| Page text |
··········
Currently, the European Commission has presented proposals to recast the Asylum Procedures Directive, the Reception Conditions Directive and the Dublin II Regulation. These are expected to be agreed and adopted by the end of 2012. A recast version of the Qualification Directive was adopted by the European Parliament and the Council of Europe on 24 November 2011 and must be transposed by 21 December 2013.


In addition to work on the recast legislation, there have also been a number of European Court of Human Rights (ECtHR) and Court of Justice of the European Union (CJEU) cases which have had significant effects on the CEAS, such as the ECtHR case of M.S.S[2] in January 2011 and the CJEU cases of M.E. and N.S.[3] in December 2011.


In 2010, the Stockholm Programme (2010 – 2014) called for the CEAS to be finalised by the end of 2012; in addition it urged the Commission to consider whether it was necessary to propose new legislative instruments in the area and raised the possibility of responsibility sharing mechanisms between EU Member States. It invited the Commission to finalise its study on the feasibility and legal and practical implications of establishing joint or external processing of asylum applications. The Stockholm Programme also led to the establishment of the European Asylum Support Office which published its first Annual Report in June 2012.
··········
| Record set |
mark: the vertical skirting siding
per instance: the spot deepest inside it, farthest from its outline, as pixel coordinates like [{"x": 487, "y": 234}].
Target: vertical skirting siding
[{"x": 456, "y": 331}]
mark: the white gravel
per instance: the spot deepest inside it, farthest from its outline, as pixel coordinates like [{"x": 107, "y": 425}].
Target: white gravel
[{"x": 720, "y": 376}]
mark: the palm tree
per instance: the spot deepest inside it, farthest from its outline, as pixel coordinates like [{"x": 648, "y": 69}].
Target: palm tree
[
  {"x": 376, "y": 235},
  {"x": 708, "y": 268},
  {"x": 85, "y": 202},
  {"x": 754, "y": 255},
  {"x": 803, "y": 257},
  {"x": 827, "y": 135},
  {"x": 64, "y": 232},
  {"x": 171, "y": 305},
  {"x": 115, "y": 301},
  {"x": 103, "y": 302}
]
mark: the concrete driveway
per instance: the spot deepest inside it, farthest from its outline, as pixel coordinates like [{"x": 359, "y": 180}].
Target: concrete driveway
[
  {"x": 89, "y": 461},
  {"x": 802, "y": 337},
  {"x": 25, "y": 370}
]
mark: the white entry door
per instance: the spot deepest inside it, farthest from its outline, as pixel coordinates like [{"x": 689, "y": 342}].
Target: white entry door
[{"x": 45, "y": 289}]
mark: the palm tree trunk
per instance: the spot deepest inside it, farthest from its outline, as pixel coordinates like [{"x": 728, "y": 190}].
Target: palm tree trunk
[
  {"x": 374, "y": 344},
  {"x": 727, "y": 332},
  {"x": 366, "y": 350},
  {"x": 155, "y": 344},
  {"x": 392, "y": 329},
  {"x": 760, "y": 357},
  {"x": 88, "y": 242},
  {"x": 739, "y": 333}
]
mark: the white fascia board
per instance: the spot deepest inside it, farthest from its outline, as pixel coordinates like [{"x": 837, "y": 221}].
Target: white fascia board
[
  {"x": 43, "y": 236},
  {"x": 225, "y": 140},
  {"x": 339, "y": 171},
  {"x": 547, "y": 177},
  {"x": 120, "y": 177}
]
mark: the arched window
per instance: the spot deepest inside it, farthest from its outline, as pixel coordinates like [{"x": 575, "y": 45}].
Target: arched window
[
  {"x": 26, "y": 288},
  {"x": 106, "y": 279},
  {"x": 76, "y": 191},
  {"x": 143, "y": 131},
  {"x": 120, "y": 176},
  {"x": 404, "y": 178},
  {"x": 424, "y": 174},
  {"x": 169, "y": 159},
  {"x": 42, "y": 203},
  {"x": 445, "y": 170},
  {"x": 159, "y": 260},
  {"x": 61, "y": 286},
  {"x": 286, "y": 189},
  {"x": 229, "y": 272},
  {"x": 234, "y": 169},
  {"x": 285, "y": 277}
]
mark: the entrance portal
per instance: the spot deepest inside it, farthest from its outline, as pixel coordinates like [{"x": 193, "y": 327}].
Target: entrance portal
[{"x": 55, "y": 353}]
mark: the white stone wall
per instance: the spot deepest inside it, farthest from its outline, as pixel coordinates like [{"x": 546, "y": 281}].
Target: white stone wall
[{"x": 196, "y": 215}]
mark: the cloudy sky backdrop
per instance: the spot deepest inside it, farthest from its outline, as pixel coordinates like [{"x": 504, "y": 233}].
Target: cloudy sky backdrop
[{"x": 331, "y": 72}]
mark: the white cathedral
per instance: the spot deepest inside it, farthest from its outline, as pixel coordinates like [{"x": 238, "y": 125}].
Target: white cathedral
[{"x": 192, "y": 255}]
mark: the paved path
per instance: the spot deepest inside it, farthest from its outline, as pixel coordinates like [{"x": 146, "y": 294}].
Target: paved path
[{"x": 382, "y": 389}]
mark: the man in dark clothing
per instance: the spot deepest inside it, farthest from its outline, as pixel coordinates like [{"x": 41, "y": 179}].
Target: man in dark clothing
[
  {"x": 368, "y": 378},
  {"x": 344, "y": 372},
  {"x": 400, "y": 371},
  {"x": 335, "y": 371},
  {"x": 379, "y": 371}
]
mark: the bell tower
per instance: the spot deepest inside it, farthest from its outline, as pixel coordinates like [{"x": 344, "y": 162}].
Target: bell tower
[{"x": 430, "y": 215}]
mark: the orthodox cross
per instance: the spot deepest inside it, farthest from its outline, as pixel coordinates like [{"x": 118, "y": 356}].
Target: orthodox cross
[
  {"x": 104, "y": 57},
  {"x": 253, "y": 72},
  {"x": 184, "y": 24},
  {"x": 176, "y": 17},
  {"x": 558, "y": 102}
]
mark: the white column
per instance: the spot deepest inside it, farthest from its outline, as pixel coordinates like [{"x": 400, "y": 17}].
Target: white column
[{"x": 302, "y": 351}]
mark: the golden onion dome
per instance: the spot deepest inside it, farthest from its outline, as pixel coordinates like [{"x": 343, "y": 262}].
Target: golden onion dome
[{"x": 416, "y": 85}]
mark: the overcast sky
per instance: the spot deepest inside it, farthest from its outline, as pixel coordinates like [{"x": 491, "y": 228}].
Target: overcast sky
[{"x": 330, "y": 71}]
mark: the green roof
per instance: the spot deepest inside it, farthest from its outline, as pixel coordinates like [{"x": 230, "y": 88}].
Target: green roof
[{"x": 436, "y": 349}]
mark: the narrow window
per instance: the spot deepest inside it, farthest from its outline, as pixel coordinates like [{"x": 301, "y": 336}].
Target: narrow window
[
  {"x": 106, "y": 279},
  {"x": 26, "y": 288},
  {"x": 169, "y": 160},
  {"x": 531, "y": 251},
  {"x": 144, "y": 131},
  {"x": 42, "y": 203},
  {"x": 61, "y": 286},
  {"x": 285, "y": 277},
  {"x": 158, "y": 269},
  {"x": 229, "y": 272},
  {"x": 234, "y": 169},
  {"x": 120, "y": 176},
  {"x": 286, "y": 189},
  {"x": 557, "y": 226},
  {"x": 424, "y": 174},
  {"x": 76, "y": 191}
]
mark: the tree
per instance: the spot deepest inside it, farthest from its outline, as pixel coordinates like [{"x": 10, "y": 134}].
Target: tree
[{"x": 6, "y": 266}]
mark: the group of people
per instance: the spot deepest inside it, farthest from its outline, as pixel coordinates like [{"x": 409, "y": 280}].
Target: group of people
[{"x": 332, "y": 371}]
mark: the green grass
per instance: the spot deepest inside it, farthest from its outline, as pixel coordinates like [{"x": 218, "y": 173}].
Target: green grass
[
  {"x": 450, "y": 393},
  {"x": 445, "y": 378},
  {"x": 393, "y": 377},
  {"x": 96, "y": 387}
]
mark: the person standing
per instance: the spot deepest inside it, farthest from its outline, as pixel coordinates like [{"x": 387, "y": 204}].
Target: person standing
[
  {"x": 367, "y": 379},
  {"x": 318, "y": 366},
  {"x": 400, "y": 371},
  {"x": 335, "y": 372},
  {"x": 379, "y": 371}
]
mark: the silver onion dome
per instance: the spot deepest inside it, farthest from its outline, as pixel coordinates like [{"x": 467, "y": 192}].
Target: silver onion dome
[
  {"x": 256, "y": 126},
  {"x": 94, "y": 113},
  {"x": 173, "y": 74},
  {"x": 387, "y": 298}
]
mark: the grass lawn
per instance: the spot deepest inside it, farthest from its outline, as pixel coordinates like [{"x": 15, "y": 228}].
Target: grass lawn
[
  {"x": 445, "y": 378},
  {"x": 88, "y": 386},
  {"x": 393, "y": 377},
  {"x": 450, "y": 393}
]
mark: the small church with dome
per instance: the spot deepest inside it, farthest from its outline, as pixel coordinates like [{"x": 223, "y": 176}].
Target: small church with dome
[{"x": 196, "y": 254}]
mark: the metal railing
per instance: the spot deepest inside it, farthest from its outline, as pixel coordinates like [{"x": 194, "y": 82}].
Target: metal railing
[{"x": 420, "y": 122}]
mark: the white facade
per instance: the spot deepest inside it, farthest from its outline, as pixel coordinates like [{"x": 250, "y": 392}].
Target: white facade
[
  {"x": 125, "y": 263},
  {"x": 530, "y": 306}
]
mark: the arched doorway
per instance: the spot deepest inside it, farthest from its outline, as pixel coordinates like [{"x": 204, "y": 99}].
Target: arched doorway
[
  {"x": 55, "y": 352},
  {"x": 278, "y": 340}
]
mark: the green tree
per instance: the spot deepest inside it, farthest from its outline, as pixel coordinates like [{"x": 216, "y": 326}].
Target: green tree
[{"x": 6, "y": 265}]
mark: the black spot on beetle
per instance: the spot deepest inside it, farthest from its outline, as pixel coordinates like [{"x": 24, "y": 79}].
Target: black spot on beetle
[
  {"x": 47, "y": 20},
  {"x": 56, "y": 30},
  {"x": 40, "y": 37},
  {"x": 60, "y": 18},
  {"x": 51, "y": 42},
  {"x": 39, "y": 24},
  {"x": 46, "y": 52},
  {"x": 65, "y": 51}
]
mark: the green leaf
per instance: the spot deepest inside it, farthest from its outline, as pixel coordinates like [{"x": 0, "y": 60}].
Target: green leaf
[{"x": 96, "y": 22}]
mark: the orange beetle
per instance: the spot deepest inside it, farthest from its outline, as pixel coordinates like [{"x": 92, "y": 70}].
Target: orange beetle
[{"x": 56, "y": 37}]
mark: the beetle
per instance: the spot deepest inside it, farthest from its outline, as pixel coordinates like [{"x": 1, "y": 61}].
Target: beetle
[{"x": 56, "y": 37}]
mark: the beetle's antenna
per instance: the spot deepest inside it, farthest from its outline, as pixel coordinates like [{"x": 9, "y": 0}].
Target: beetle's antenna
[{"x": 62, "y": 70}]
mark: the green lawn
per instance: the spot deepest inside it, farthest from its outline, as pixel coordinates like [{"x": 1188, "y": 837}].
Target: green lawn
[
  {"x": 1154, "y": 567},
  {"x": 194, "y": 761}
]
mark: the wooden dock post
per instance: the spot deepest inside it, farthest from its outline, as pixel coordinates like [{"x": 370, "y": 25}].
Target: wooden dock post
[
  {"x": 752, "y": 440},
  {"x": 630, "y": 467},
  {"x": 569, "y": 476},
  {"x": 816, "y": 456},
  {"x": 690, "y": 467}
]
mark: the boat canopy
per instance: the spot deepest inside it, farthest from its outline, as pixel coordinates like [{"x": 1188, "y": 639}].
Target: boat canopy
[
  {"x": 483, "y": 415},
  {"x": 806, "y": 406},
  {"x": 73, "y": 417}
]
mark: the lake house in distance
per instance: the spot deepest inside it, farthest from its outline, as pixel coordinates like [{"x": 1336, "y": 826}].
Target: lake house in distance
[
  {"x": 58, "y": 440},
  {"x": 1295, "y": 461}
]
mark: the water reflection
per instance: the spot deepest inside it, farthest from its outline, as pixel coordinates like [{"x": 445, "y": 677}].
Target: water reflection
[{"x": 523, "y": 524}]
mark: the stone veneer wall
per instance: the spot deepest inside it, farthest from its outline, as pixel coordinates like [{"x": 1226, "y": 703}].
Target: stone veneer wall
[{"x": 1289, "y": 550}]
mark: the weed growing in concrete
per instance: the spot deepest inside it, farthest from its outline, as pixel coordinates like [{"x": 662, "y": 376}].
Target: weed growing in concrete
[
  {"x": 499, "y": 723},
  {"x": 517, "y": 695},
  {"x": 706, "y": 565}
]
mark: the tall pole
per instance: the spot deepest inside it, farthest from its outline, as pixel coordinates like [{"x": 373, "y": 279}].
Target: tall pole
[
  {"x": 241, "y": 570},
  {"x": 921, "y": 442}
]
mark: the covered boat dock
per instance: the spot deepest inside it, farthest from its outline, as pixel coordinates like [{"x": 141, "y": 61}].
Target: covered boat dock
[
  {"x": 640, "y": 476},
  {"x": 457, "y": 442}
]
··········
| Task brief |
Write the next part of the passage on the Common European Asylum System, picking up after its final sentence.

| Exercise output |
Gaps in the system that EDAL aims to address

Despite the advances achieved by the CEAS to date, wide disparities remain in the application of the CEAS legislation at the national level. Interpretations of the Directives and Regulation by policy makers, the judiciary and front-line staff can vary greatly with little, if any, conscious consistency across jurisdictions. Discrepancies and contradictory interpretations of the standards contained in the Directives and Regulation are manifold. This significantly undermines the ideal of comparable and appropriate quality in the recognition and treatment of refugees, the provision of subsidiary forms of international protection and the rights and privileges gained by beneficiaries of these protections across the EU. It undermines the CEAS aim of limiting internal movement of applicants within the EU based solely on differences in legal standards.


While access to the legislation itself is not an issue, there is often a lack of dialogue and information exchange between legal jurisdictions on the substance of the CEAS. Information and legal judgments from other jurisdictions are not always accessible or consulted by those whose work would benefit from this. Indeed, in certain Member States access to decisions from within the jurisdiction is sometimes difficult. For example, EDAL has made available cases from Hungary where it is necessary to interview decision makers in person to identify relevant case law as well as in Finland where asylum cases are not made available to the public or on internal government databases. In other jurisdictions the only method of identifying case law with jurisprudential value has been by having access to client case files. As the governing legal framework of the CEAS is finalised and improved it becomes imperative that harmonised implementation is facilitated as much as possible to ensure the ultimate efficacy of the CEAS as it applies to individual asylum seekers on the ground.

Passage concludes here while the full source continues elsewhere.